Outline records
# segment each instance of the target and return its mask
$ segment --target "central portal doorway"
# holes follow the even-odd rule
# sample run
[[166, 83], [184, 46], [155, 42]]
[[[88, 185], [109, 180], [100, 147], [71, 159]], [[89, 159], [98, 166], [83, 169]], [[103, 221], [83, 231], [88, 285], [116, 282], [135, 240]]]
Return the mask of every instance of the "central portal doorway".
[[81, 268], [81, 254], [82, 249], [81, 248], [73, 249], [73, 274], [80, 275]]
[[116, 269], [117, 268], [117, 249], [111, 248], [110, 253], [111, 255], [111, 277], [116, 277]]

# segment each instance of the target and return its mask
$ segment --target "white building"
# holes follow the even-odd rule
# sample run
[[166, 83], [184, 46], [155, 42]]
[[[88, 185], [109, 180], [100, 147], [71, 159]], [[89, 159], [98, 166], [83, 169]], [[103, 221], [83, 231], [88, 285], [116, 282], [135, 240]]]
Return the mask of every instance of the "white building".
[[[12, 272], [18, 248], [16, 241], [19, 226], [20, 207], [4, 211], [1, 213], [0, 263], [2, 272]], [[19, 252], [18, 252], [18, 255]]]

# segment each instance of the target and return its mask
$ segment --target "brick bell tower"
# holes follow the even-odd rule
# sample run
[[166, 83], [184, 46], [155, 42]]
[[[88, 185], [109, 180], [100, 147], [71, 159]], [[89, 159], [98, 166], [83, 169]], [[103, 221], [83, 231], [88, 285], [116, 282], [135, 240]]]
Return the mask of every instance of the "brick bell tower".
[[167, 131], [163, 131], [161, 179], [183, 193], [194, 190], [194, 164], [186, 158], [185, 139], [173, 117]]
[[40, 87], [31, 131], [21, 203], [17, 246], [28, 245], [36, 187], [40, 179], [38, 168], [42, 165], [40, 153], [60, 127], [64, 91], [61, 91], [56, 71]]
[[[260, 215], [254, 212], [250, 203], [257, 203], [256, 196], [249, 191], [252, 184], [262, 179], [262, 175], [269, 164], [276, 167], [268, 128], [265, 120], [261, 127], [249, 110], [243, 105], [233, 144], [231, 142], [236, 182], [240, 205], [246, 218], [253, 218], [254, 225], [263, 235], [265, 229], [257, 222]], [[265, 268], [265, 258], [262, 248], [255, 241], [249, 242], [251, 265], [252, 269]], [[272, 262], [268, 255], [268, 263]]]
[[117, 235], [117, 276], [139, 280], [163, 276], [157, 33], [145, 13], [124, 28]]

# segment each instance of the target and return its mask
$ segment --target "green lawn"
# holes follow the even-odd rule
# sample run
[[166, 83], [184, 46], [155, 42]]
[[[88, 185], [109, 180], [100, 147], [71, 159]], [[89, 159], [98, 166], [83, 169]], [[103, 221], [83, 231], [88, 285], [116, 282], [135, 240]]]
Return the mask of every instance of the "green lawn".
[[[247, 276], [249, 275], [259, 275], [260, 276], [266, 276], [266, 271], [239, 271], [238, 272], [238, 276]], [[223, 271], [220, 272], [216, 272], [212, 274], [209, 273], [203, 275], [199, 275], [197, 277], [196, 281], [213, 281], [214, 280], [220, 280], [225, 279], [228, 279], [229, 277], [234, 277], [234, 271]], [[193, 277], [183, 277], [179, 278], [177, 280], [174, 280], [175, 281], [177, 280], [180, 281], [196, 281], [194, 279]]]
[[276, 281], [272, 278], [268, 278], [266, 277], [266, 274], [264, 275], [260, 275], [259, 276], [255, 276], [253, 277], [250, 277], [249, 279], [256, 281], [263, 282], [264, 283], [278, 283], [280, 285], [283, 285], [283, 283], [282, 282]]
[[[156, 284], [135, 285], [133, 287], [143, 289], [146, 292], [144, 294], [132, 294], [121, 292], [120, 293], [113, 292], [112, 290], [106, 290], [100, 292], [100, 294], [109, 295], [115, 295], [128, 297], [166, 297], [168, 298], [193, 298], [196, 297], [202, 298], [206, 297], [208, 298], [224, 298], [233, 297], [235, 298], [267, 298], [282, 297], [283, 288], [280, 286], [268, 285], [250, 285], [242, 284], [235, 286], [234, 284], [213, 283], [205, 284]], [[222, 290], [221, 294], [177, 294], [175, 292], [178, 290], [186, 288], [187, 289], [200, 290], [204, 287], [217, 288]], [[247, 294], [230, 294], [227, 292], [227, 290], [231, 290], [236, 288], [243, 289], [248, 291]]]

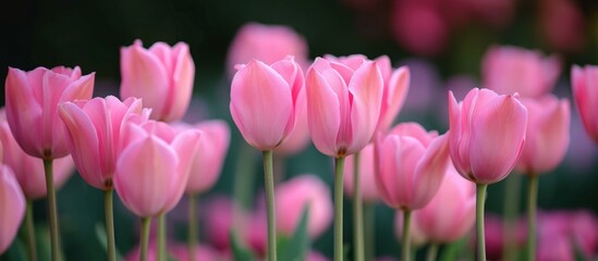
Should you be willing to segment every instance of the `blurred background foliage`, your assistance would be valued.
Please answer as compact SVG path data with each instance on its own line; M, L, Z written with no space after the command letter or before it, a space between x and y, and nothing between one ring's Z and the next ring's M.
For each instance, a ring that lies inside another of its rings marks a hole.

*Set problem*: Rewrite all the entries above as a numbered list with one line per item, skipping blank lines. Leave the pictures out.

*Written solution*:
1. # segment each instance of the target and return its mask
2. $ segment --target "central portal doorway"
3. # holes follow the even-odd rule
4. # sample run
5. [[166, 83], [184, 46], [155, 42]]
6. [[[88, 185], [109, 180], [100, 147], [71, 159]], [[89, 159], [98, 166], [83, 169]], [[103, 221], [83, 231], [88, 285], [116, 282], [135, 240]]]
7. Return the mask of every instance of the "central portal doorway".
8. [[81, 268], [81, 254], [82, 249], [81, 248], [73, 249], [73, 274], [80, 275]]
9. [[116, 269], [117, 268], [117, 249], [111, 248], [110, 253], [111, 255], [111, 277], [116, 277]]
10. # segment each instance of the target and return its mask
11. $ segment --target "white building"
12. # holes follow the even-odd rule
13. # sample run
14. [[166, 83], [184, 46], [155, 42]]
15. [[[88, 185], [109, 180], [100, 147], [71, 159]], [[89, 159], [98, 166], [83, 169]], [[103, 221], [83, 231], [88, 285], [116, 282], [135, 240]]]
16. Return the mask of every instance of the "white building".
17. [[[12, 272], [18, 248], [16, 241], [19, 226], [20, 207], [4, 211], [1, 213], [0, 263], [2, 272]], [[19, 252], [18, 252], [18, 255]]]
18. # segment each instance of the target and return its mask
19. $ segment --target "brick bell tower"
20. # holes follow the even-odd rule
21. # sample run
22. [[166, 83], [184, 46], [155, 42]]
23. [[[88, 185], [109, 180], [100, 147], [71, 159]], [[89, 159], [98, 166], [83, 169]], [[103, 221], [83, 231], [88, 285], [116, 282], [135, 240]]]
24. Return the mask of every instance of the "brick bell tower".
25. [[167, 131], [163, 131], [161, 179], [183, 193], [194, 190], [194, 164], [186, 158], [185, 139], [173, 117]]
26. [[40, 87], [31, 131], [21, 203], [17, 246], [28, 245], [36, 187], [40, 179], [38, 168], [42, 165], [40, 153], [60, 127], [64, 91], [61, 91], [56, 71]]
27. [[[260, 215], [254, 212], [250, 203], [257, 203], [256, 196], [249, 191], [252, 184], [262, 179], [262, 175], [269, 164], [276, 167], [268, 128], [265, 120], [261, 127], [249, 110], [243, 105], [233, 144], [231, 142], [236, 182], [240, 205], [246, 218], [253, 218], [254, 225], [263, 235], [265, 229], [257, 222]], [[265, 268], [265, 258], [262, 248], [255, 241], [249, 242], [251, 265], [252, 269]], [[272, 262], [268, 255], [268, 263]]]
28. [[117, 235], [117, 276], [139, 280], [163, 276], [157, 33], [145, 13], [124, 28]]
29. # segment each instance of the target and return its mask
30. $ segment --target "green lawn"
31. # holes follow the even-odd rule
32. # sample run
33. [[166, 83], [184, 46], [155, 42]]
34. [[[88, 185], [109, 180], [100, 147], [71, 159]], [[89, 159], [98, 166], [83, 169]], [[103, 221], [83, 231], [88, 285], [116, 282], [135, 240]]]
35. Return the mask of every instance of the "green lawn".
36. [[[247, 276], [249, 275], [259, 275], [260, 276], [266, 276], [266, 271], [239, 271], [238, 272], [238, 276]], [[223, 271], [220, 272], [216, 272], [212, 274], [209, 273], [203, 275], [199, 275], [197, 277], [196, 281], [213, 281], [214, 280], [220, 280], [225, 279], [228, 279], [229, 277], [234, 277], [234, 271]], [[193, 277], [183, 277], [179, 278], [177, 280], [174, 280], [175, 281], [177, 280], [180, 281], [196, 281], [194, 279]]]
37. [[276, 281], [272, 278], [268, 278], [266, 277], [266, 274], [264, 275], [260, 275], [259, 276], [255, 276], [253, 277], [250, 277], [249, 279], [256, 281], [263, 282], [264, 283], [278, 283], [280, 285], [283, 285], [283, 283], [282, 282]]
38. [[[156, 284], [135, 285], [133, 287], [143, 289], [146, 292], [144, 294], [132, 294], [121, 292], [120, 293], [113, 292], [112, 290], [106, 290], [100, 292], [100, 294], [109, 295], [115, 295], [128, 297], [166, 297], [168, 298], [193, 298], [196, 297], [202, 298], [206, 297], [208, 298], [224, 298], [233, 297], [235, 298], [267, 298], [282, 297], [283, 288], [280, 286], [268, 285], [250, 285], [242, 284], [235, 286], [234, 284], [213, 283], [205, 284]], [[222, 290], [221, 294], [177, 294], [175, 292], [178, 290], [186, 288], [187, 289], [200, 290], [204, 287], [217, 288]], [[247, 294], [230, 294], [227, 292], [227, 290], [231, 290], [236, 288], [243, 289], [248, 291]]]
39. Should you be willing to segment every instance of the `blurred background foliage`, your assistance would be valued.
40. Please answer as compact SVG path data with each instance on its own line; M, L, Z written with no space after the command letter or before it, a space between x and y, and nothing between one ring's Z and the next ring's M.
41. For each instance, a ring that lies inside another of its rings marks a hole.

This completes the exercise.